(DATA SHOWN)

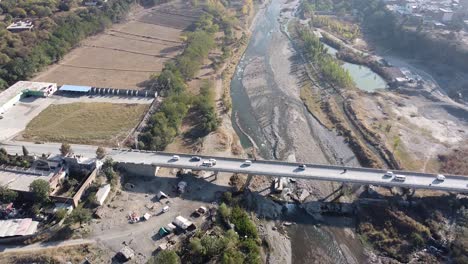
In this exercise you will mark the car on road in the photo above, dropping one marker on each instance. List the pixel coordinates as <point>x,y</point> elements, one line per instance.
<point>440,177</point>
<point>195,158</point>
<point>207,163</point>
<point>165,209</point>
<point>399,177</point>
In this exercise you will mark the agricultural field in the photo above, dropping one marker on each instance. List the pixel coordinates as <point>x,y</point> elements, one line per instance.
<point>127,54</point>
<point>85,123</point>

(End DATA SHOWN)

PROBLEM TO WORK ON:
Pictures aside, return all of the material exactly as written.

ANSWER AREA:
In this exercise you will mark the car on road in the photo above, dropping one marker on each instance. List the pixel coordinates as <point>x,y</point> elements, one line per instance.
<point>440,177</point>
<point>195,158</point>
<point>207,163</point>
<point>165,209</point>
<point>399,177</point>
In this exercise you will mark the agricultural field in the photo above, dropping one marker on each instance. List the pixel coordinates as <point>x,y</point> elements, one line per instance.
<point>127,54</point>
<point>85,123</point>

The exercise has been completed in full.